DATA FOR THIS TASK ::
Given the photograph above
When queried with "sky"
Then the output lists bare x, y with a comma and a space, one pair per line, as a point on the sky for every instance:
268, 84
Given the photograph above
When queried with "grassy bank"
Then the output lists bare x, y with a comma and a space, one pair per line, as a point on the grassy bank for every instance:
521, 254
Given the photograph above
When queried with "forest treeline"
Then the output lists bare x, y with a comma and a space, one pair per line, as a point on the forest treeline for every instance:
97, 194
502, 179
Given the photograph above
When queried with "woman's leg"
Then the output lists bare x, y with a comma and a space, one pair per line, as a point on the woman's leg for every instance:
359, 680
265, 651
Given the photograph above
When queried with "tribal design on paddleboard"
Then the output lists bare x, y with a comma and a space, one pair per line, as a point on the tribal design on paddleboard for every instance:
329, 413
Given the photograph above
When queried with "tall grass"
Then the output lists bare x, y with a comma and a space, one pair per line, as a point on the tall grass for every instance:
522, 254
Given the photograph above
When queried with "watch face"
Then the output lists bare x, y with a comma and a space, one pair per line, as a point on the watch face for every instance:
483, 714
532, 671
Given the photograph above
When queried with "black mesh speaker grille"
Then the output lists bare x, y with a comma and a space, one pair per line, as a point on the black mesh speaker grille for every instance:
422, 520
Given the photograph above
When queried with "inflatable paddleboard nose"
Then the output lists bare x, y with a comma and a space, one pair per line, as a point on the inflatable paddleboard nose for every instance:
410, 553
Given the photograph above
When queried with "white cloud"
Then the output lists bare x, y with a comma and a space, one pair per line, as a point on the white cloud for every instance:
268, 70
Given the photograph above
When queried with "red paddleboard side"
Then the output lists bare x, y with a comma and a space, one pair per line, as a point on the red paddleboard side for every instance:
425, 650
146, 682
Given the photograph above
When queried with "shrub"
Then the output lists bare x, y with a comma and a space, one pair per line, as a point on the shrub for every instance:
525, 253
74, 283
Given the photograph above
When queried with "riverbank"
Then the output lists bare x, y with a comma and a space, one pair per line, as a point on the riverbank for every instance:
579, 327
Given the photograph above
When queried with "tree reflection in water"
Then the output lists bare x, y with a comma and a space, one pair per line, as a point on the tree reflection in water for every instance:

EXERCISE ::
Set out the complete listing exactly as shown.

FULL RESPONSE ::
Given the photograph above
When queried with "sky"
Then the output lists bare x, y with a comma and a space, one pair per line, as a point on the sky for every instance:
268, 84
Given the photograph above
When queried with "grassy bank"
Then the output lists bare x, y with a comma and a space, one pair per line, as a point on the grassy bank for every instance:
521, 254
Given the photograph above
When queried with "forest treeline"
Then the output lists bare x, y with a comma and a space, one pair per line, as a point on the forest treeline for every instance:
97, 194
502, 179
Given the photograph above
When queried with "woman's leg"
Then the output lists bare x, y with a comma and a space, one pair per line, as a point on the woman's leg for every instance:
359, 680
265, 651
Given the photograph above
When queried with "tribal design on paddleboard"
Then the output lists bare x, y with a comma and a space, one pair per line, as a point on the tribal design on paddleboard for every instance:
329, 413
Given the photograph above
When queried with "tall grass"
Then the output lists bare x, y with a comma and a space, one pair per line, as a point on the tall grass for every instance:
522, 254
Given the photograph above
When queried with "watch face"
Then the output lists bare x, y with a comma and a space, one pair per line, as a point on the watch face for every instance:
483, 714
532, 671
Given the photograph above
When queried with "black mesh speaker grille"
Then the output lists bare x, y with a comma and a space, one pair per line, as a point on the black mesh speaker grille for every instance:
422, 520
Given the photograph above
When queried with "inflatable paddleboard nose"
Then the output lists bare x, y with a comma and a space, one pair per line, as a point on the inflatable paddleboard nose for every instance:
410, 553
Given the photograph above
When queried with "white cloud"
Then the output lists bare x, y with a comma and a space, one pair per line, as a point on the white cloud for every instance:
268, 70
Given the photograph above
When queried with "red paddleboard side"
Then the output lists bare x, y with a comma and a space, one pair per line, as a point on the red paddleboard side for every instance:
425, 650
146, 682
Given the photograph above
When queried with "shrub"
Then the output lists bare x, y with a comma and a space, one pair per line, as a point on the shrub for every instance:
525, 253
74, 283
Given the photograph above
When queried with "riverbank"
Then the output lists bare x, y with a comma and a space, one pair per line, as a point on the riverbank for every instance:
579, 327
Given the photograph above
When queried with "tree reflection in water"
Then the output lists bare x, y with a comma and a space, one pair per line, as a point on the tree reflection in water for every instance:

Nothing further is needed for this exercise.